■ Work to do ■
Send each entry back exactly as given, pictures excluded.

■ Data for processing ■
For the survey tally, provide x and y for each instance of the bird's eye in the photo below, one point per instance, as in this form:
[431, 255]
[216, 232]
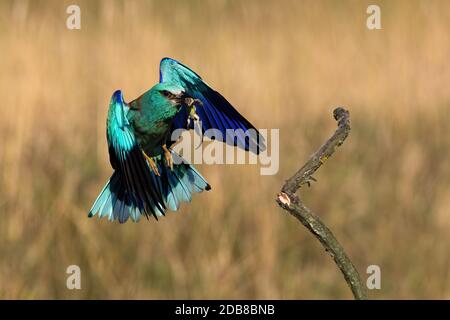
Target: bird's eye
[166, 93]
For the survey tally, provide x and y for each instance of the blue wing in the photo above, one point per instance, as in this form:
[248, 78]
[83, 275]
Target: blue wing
[128, 160]
[216, 112]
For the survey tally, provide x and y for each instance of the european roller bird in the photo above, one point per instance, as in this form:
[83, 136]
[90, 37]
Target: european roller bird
[146, 180]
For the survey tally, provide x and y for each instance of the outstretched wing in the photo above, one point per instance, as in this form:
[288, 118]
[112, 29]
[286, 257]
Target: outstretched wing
[216, 112]
[127, 158]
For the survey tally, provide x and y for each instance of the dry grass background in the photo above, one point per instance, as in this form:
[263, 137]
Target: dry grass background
[284, 64]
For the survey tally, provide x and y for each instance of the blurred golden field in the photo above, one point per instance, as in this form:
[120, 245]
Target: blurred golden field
[283, 64]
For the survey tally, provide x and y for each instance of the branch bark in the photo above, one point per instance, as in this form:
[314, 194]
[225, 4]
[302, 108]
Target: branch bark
[288, 200]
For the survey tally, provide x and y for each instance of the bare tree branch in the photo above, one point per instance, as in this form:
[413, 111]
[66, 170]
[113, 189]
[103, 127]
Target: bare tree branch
[289, 201]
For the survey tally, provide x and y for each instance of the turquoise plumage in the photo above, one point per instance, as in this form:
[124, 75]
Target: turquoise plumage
[146, 179]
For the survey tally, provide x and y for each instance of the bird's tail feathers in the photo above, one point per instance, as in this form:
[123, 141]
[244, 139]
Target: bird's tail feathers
[175, 186]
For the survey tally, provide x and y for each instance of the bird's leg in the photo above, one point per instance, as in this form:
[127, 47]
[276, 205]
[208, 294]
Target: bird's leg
[152, 163]
[168, 156]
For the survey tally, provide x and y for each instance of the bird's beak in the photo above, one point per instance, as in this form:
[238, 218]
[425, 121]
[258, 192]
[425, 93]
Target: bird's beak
[188, 100]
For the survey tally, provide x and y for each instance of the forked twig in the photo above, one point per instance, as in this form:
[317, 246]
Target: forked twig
[289, 201]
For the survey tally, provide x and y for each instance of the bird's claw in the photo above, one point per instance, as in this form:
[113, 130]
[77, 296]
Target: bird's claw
[168, 156]
[193, 116]
[152, 164]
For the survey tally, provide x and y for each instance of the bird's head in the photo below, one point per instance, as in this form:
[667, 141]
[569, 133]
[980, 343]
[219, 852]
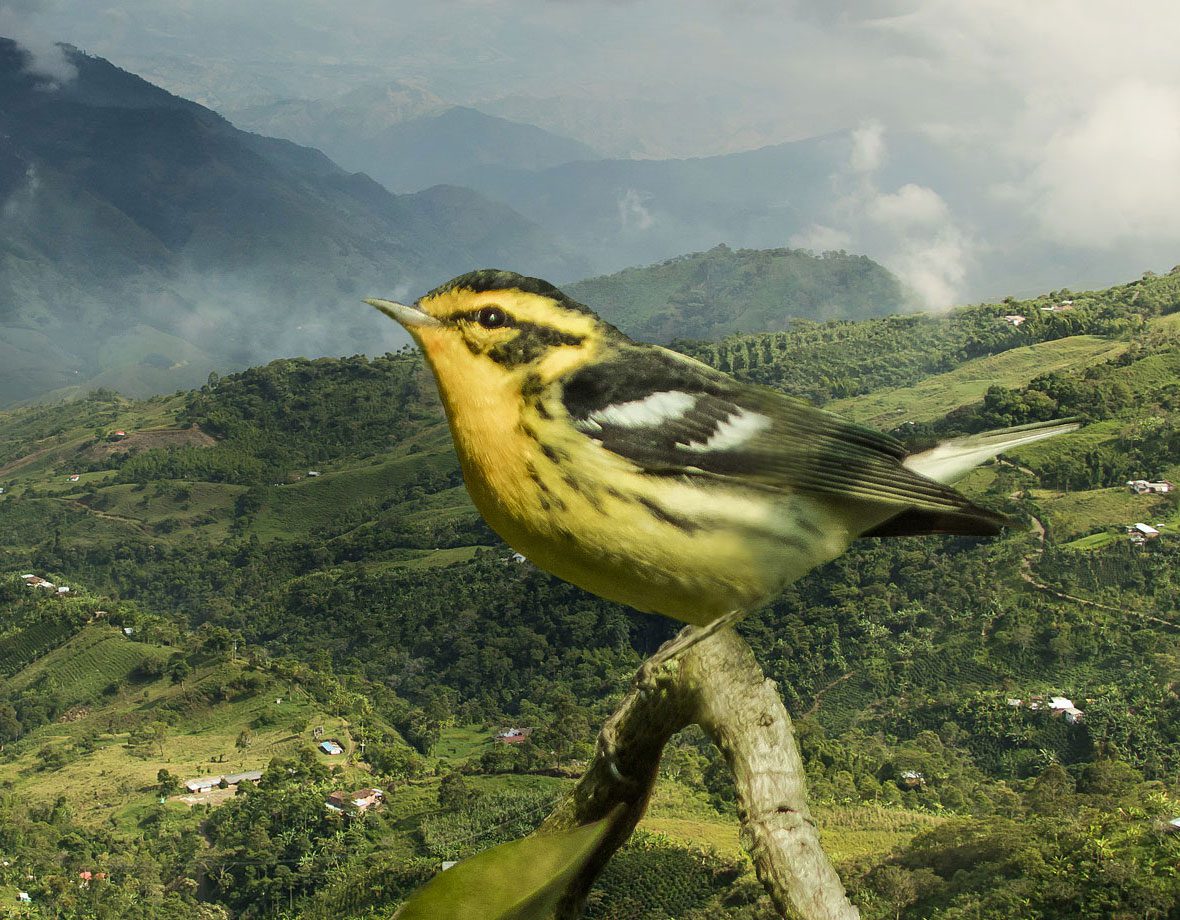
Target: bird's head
[490, 328]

■ Completed exercise ■
For the survey tally, provide x and y for each instance of the bird's eye in the photo below, one point per instance, as in this form:
[431, 255]
[216, 232]
Target: bird's eye
[166, 93]
For the survey tally, provide x and y for each instance of the blue wing in the photo above, one point per instance, as in this form:
[248, 78]
[83, 275]
Target: blue wing
[128, 160]
[216, 112]
For the survey tally, provide x and y for each instance of the european roller bird in the photo above, one point per instance, as in this form:
[83, 136]
[90, 37]
Target: european roller bird
[146, 180]
For the survey tally, provide x and y for each instance of the outstretched wing in the photo above, one point per instance, as in this form:
[288, 118]
[112, 29]
[286, 257]
Target: outstretched wing
[216, 112]
[127, 158]
For the survey tally, provide x and y for each instance of the dry grass background in the photo above, one point per instance, as in this form:
[263, 137]
Target: dry grass background
[284, 64]
For the survey tally, provide x and y for each instance of the blurred golden field in the photo above, one point per instance, as in this form:
[120, 245]
Target: blurred golden field
[283, 64]
For the survey tally, provide x and y for each instance of the branch bark in the photo above, one point per instance, as in this form:
[314, 194]
[225, 4]
[302, 108]
Target: branch bark
[288, 200]
For the survey tally, provide x and y for each instance of the bare tree branch in the photo above, one point per instance, as in this form:
[413, 111]
[66, 170]
[113, 189]
[103, 127]
Target: bare tree branch
[289, 201]
For the survey tally, provide x and y for each instance of the turquoise plumage in the photo above, one point per instance, as in this form:
[124, 75]
Target: turquoise plumage
[146, 179]
For the survey tally, provide x and y for each instance of the bird's tail feathers in the photo above, one point per instance, as in this form:
[123, 141]
[244, 139]
Target: bird's tail feathers
[175, 186]
For the survey tally, provide x and y for each instance of the bird's leg in the photo above, one point per instance, as in this form:
[127, 47]
[276, 205]
[208, 294]
Target: bird's leg
[152, 163]
[168, 156]
For the survey tally, provide x and y for each instance of the bird's beak in the photo above, one point per instance, as in this form:
[238, 218]
[425, 121]
[258, 192]
[425, 93]
Target: bird's beak
[188, 100]
For the survey tally, provide x and y for each instance of the forked twig in the photo above, one point per instance, as in this form:
[317, 246]
Target: forked twig
[289, 201]
For the survey tally, provide x and y for each instance of the bird's claw in the photo above, one point per instance, as in this form:
[113, 130]
[77, 296]
Target: bird's claw
[168, 156]
[193, 116]
[152, 164]
For the survey tally, provide x and y for each instance of the bird's head in the photo below, one point per instance, as in this form:
[667, 141]
[569, 133]
[980, 343]
[219, 852]
Target: bird's head
[490, 328]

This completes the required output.